Jochen Stanzl begann seine Karriere in der Finanzdienstleistungsbranche als Mitbegründer der BörseGo AG (jetzt stock3 AG), wo er 18 Jahre lang mit den Marken GodmodeTrader sowie Guidants arbeitete und Marktkommentare und Finanzanalysen erstellte.

Er kam im Jahr 2015 nach Frankfurt zu CMC Markets Deutschland, um seine langjährige Erfahrung einzubringen, mit deren Hilfe er die Finanzmärkte analysiert und aufschlussreiche Stellungnahmen für Medien wie auch für Kunden verfasst. Er ist zu Gast bei TV-Sendern wie Welt, Tagesschau oder n-tv, wird zitiert von Reuters, Handelsblatt oder DPA und sendet seine Einschätzungen über Livestreams auf CMC TV.

### Datensatzeinträge
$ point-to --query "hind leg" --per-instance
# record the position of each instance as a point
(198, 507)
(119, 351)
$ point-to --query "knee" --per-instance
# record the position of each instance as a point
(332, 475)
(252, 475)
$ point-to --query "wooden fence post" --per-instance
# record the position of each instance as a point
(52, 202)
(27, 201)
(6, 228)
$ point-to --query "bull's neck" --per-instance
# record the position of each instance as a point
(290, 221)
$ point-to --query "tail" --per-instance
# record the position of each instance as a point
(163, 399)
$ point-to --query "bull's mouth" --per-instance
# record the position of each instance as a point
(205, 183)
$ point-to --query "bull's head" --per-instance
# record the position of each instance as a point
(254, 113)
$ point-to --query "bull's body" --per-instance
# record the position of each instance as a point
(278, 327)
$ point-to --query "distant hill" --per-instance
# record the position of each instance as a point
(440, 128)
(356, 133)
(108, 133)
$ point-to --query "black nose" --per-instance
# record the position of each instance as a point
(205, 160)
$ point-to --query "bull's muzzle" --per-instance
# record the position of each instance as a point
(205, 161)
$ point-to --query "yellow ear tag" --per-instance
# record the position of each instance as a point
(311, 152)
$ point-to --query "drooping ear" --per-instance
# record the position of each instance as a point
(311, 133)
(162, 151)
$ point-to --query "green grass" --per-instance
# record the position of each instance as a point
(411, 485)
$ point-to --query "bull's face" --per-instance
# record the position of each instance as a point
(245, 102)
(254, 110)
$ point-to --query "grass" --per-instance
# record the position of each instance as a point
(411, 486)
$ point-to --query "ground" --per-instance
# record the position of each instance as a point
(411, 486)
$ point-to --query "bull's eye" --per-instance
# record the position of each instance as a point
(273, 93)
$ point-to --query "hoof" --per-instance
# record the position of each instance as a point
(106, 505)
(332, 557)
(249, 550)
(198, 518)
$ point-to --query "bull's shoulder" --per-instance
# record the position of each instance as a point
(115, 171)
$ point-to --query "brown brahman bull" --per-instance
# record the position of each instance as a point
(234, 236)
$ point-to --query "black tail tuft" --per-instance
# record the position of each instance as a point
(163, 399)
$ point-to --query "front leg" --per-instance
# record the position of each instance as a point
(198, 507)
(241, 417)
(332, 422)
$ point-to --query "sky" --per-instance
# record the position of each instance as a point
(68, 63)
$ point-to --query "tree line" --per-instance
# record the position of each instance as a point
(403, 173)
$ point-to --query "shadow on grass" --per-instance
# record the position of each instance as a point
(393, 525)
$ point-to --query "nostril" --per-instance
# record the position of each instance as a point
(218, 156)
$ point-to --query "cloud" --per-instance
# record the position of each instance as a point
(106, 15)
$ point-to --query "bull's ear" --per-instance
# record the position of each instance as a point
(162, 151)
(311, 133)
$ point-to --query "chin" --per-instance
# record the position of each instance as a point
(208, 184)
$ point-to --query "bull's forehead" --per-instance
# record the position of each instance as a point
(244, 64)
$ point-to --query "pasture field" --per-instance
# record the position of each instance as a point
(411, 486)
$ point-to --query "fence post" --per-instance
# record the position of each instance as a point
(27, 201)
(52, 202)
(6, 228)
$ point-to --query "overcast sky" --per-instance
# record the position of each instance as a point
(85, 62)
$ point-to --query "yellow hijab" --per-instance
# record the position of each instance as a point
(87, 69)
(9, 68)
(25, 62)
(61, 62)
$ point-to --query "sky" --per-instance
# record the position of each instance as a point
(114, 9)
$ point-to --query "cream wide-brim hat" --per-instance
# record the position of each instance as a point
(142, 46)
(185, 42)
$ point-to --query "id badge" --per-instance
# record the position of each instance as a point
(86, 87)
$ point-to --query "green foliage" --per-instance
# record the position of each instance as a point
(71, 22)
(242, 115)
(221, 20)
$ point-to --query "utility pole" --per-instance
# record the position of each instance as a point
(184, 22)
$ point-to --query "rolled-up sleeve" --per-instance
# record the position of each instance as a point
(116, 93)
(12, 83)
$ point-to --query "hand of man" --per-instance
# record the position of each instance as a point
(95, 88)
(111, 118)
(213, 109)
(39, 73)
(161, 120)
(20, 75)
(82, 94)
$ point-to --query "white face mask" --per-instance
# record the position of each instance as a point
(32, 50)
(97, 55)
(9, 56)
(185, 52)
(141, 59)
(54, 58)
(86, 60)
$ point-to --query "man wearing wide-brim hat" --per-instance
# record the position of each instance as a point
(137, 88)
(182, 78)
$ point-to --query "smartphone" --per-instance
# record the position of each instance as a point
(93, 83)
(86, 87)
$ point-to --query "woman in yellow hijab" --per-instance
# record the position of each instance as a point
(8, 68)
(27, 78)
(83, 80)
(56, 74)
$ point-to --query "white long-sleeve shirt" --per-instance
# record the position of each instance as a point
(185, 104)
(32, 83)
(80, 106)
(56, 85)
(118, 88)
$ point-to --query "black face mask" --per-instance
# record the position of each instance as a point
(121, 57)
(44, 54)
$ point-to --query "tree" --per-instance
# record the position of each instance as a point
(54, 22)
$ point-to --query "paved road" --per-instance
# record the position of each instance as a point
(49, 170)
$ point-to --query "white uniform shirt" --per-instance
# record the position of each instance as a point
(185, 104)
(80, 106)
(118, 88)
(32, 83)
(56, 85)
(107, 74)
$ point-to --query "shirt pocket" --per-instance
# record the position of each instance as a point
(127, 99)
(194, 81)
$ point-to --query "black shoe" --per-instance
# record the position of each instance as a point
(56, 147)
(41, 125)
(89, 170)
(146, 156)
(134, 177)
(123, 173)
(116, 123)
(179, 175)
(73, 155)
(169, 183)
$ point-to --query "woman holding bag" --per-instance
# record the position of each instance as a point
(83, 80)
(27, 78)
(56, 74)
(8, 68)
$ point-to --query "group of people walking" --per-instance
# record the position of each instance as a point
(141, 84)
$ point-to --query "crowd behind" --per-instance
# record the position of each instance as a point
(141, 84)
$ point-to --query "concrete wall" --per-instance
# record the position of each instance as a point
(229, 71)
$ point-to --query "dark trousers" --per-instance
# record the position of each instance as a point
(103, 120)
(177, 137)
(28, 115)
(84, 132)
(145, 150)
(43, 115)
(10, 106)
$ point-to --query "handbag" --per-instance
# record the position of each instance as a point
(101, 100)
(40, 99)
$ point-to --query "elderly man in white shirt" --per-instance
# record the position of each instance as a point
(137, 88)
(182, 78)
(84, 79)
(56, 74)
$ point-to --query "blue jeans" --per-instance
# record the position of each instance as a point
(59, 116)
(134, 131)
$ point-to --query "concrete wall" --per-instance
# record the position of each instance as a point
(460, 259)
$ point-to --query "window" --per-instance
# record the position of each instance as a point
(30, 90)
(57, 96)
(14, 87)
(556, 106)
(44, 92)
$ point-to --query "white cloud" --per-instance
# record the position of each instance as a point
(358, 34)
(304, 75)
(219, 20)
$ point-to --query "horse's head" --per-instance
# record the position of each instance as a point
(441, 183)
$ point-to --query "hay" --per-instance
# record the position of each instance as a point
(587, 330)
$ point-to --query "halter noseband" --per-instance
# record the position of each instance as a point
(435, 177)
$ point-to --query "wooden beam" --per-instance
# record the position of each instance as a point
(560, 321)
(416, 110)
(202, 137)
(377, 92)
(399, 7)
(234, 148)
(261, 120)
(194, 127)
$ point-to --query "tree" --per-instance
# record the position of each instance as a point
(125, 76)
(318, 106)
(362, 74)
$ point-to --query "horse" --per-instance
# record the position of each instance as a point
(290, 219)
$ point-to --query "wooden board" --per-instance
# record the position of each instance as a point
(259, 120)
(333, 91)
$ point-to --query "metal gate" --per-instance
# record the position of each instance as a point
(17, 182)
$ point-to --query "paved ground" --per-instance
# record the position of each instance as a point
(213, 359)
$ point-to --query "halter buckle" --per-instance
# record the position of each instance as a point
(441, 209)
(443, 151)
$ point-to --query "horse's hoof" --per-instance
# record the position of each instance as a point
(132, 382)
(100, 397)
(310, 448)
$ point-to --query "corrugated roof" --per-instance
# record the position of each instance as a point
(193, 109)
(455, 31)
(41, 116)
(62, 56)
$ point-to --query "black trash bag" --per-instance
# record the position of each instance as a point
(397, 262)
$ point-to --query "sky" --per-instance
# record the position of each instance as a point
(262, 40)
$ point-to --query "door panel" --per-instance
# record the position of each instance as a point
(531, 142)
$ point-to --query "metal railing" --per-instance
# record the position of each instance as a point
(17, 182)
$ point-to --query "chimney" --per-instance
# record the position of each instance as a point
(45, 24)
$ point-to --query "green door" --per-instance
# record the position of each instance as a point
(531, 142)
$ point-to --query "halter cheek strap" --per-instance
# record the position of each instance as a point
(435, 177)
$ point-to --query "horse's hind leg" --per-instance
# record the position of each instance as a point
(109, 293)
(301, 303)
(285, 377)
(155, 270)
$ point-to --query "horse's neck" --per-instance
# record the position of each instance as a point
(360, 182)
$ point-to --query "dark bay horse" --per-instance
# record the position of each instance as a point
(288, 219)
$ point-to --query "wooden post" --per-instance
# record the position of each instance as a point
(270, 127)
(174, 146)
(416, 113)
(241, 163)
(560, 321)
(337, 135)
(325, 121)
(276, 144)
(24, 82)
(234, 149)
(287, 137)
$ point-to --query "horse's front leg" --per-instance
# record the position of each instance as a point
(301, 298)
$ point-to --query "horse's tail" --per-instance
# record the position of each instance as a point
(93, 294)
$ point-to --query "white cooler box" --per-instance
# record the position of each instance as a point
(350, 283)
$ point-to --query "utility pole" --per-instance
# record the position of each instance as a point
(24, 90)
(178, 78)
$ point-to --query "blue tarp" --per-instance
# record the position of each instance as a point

### Aufgabe 1
Übertragen Sie den folgenden Satz aus dem Text über Jochen Stanzl ins Englische: „Er ist zu Gast bei TV-Sendern wie Welt, Tagesschau oder n-tv, wird zitiert von Reuters, Handelsblatt oder DPA und sendet seine Einschätzungen über Livestreams auf CMC TV.“
### Aufgabe 2
Stimmen die folgenden Aussagen mit dem Text über Jochen Stanzl überein? Antworten Sie jeweils mit Ja oder Nein und zitieren Sie die entscheidenden Worte des Textes. (a) Jochen Stanzl war 18 Jahre lang bei der BörseGo AG tätig. (b) Jochen Stanzl kam im Jahr 2012 zu CMC Markets Deutschland. (c) Die BörseGo AG trägt heute den Namen stock3 AG.
### Aufgabe 3
Führen Sie den Text über Jochen Stanzl nach seinem letzten Satz mit zwei bis drei eigenen Sätzen fort.
Die Einträge stammen aus einer anderen Quelle.

### Antwortfeld 1
He appears as a guest on TV channels such as Welt, Tagesschau or n-tv, is quoted by Reuters, Handelsblatt or DPA, and broadcasts his assessments via livestreams on CMC TV.

### Antwortfeld 2
(a) Ja: „wo er 18 Jahre lang mit den Marken GodmodeTrader sowie Guidants arbeitete“
(b) Nein: „Er kam im Jahr 2015 nach Frankfurt zu CMC Markets Deutschland“
(c) Ja: „BörseGo AG (jetzt stock3 AG)“

### Antwortfeld 3
Jochen Stanzl verfolgt einen kombinierten Ansatz, der technische und fundamentale Analysen einbezieht. Dabei steht das 123-Muster, Kerzencharts und das Preisverhalten an wichtigen, neuralgischen Punkten im Vordergrund. Jochen Stanzl ist Certified Financial Technician” (CFTe) beim Internationalen Verband der technischen Analysten IFTA.